--- start of Material for the task ---

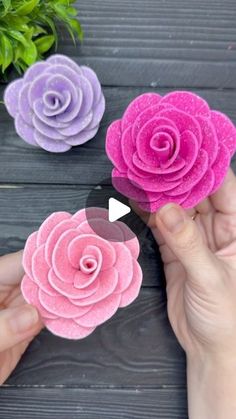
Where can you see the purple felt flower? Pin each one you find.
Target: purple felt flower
(56, 105)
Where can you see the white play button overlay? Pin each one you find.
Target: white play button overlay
(116, 210)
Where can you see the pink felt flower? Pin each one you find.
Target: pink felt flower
(170, 149)
(77, 279)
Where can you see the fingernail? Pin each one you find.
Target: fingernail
(172, 217)
(23, 319)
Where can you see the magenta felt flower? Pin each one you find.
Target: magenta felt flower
(77, 279)
(56, 105)
(170, 149)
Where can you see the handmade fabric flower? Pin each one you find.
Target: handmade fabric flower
(56, 105)
(170, 149)
(77, 279)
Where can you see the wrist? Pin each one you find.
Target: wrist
(211, 386)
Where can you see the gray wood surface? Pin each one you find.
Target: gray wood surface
(132, 366)
(74, 403)
(21, 163)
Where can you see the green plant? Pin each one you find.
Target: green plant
(28, 29)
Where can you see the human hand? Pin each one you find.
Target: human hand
(200, 266)
(19, 322)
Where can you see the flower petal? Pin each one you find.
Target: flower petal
(131, 243)
(50, 122)
(193, 176)
(80, 242)
(52, 133)
(60, 261)
(225, 130)
(38, 87)
(108, 281)
(100, 312)
(77, 125)
(35, 70)
(147, 115)
(24, 130)
(209, 139)
(30, 248)
(188, 102)
(98, 112)
(137, 106)
(24, 107)
(188, 152)
(131, 293)
(82, 137)
(61, 306)
(62, 224)
(163, 200)
(11, 97)
(40, 271)
(54, 146)
(220, 166)
(124, 266)
(68, 328)
(201, 190)
(184, 122)
(57, 59)
(157, 126)
(155, 183)
(30, 293)
(92, 77)
(49, 224)
(69, 290)
(113, 146)
(105, 229)
(90, 213)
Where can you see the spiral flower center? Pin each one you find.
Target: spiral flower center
(52, 100)
(88, 264)
(162, 143)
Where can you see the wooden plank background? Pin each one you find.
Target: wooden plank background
(132, 366)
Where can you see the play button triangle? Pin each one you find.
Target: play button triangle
(117, 209)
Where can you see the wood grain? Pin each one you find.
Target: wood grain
(136, 348)
(24, 208)
(87, 164)
(161, 43)
(62, 403)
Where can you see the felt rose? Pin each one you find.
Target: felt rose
(77, 279)
(56, 105)
(170, 149)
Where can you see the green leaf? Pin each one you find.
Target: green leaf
(27, 7)
(18, 36)
(44, 43)
(61, 12)
(38, 30)
(49, 22)
(17, 23)
(30, 53)
(6, 5)
(76, 27)
(6, 52)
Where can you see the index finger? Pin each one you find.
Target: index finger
(224, 200)
(11, 270)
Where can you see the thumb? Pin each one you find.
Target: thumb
(17, 324)
(184, 238)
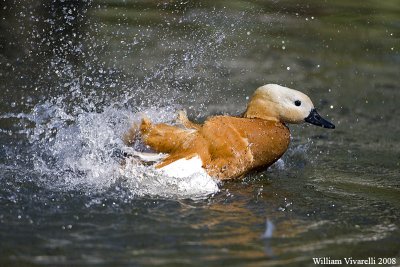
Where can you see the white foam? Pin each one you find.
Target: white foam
(81, 152)
(177, 181)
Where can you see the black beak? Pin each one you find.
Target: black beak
(316, 119)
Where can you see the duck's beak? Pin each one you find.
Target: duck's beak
(316, 119)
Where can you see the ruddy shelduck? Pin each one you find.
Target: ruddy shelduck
(229, 147)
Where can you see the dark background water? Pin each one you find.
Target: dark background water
(74, 72)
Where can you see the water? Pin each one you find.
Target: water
(75, 75)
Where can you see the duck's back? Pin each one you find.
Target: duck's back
(238, 145)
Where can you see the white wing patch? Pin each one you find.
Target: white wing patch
(184, 168)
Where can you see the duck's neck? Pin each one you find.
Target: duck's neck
(259, 108)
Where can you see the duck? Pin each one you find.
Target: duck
(228, 147)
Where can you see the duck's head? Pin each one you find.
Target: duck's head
(275, 102)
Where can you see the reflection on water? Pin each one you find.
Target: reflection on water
(75, 74)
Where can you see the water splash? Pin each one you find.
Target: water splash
(84, 153)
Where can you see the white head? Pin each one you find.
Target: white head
(275, 102)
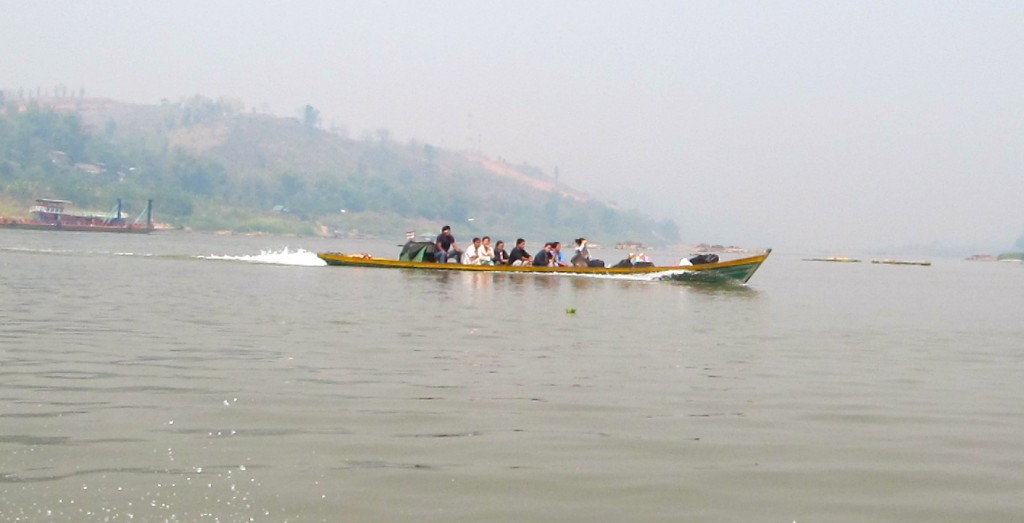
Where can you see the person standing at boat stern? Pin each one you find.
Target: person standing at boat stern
(446, 247)
(472, 254)
(501, 257)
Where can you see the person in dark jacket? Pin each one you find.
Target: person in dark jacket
(519, 256)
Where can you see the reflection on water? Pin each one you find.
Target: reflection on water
(167, 388)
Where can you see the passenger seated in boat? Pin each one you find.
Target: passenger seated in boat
(501, 257)
(519, 256)
(472, 254)
(485, 252)
(545, 257)
(446, 247)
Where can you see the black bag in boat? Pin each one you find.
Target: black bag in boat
(702, 259)
(628, 264)
(418, 252)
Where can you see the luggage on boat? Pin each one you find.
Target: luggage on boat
(418, 252)
(704, 259)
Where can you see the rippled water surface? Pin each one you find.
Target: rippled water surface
(197, 378)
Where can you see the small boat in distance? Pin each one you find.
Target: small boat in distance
(51, 214)
(902, 262)
(738, 270)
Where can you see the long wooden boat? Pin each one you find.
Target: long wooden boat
(738, 270)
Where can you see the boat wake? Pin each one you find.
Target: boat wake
(300, 258)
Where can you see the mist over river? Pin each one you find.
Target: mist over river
(187, 377)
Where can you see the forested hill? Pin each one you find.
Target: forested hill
(209, 165)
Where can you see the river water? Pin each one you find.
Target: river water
(186, 377)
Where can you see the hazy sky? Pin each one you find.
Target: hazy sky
(825, 125)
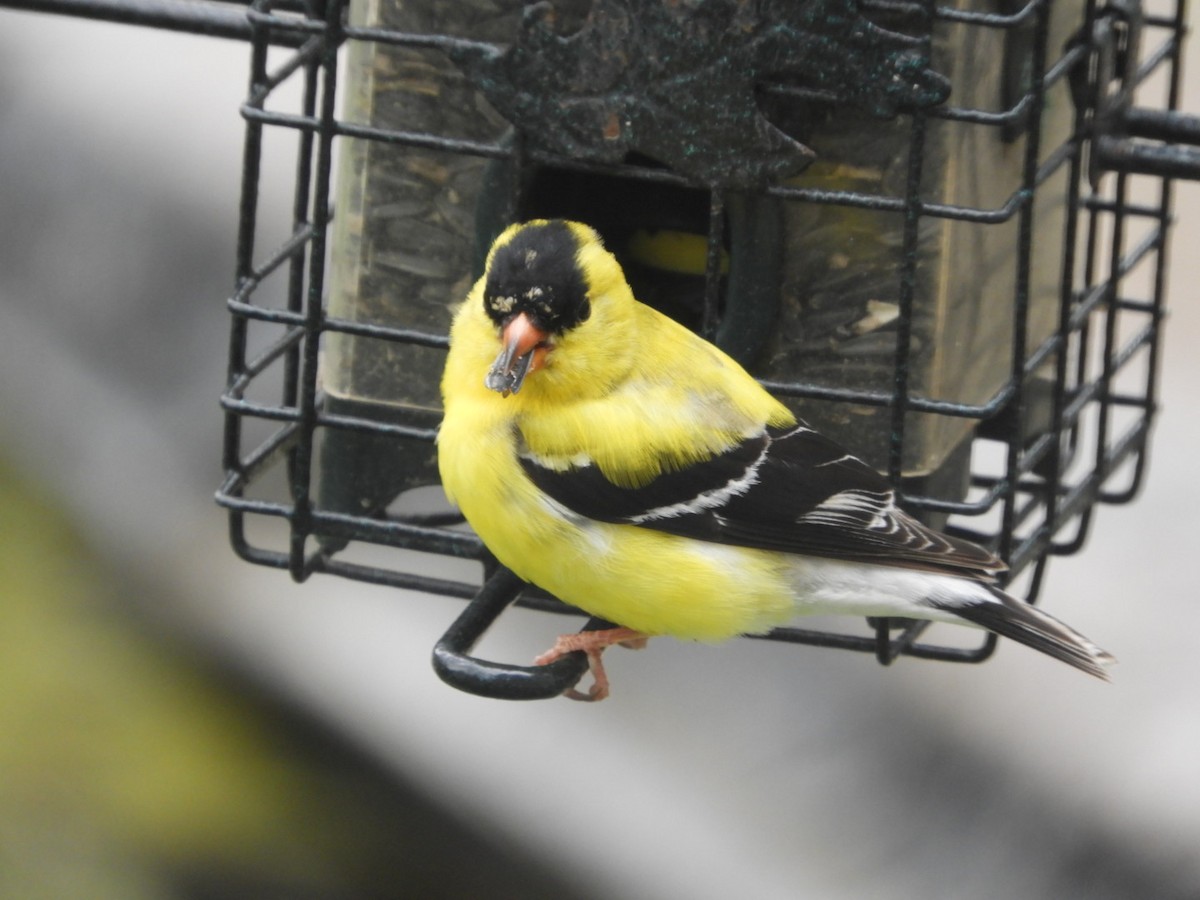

--- end of Material for the task ---

#### [The task]
Report each line of the listing above that contains the word "hazy", reproducing every such line in full. Treat uppercase and lowercase letters as distinct when matching.

#### [Response for this exercise]
Where can you see the hazy sky? Pin each one you find.
Target: hazy sky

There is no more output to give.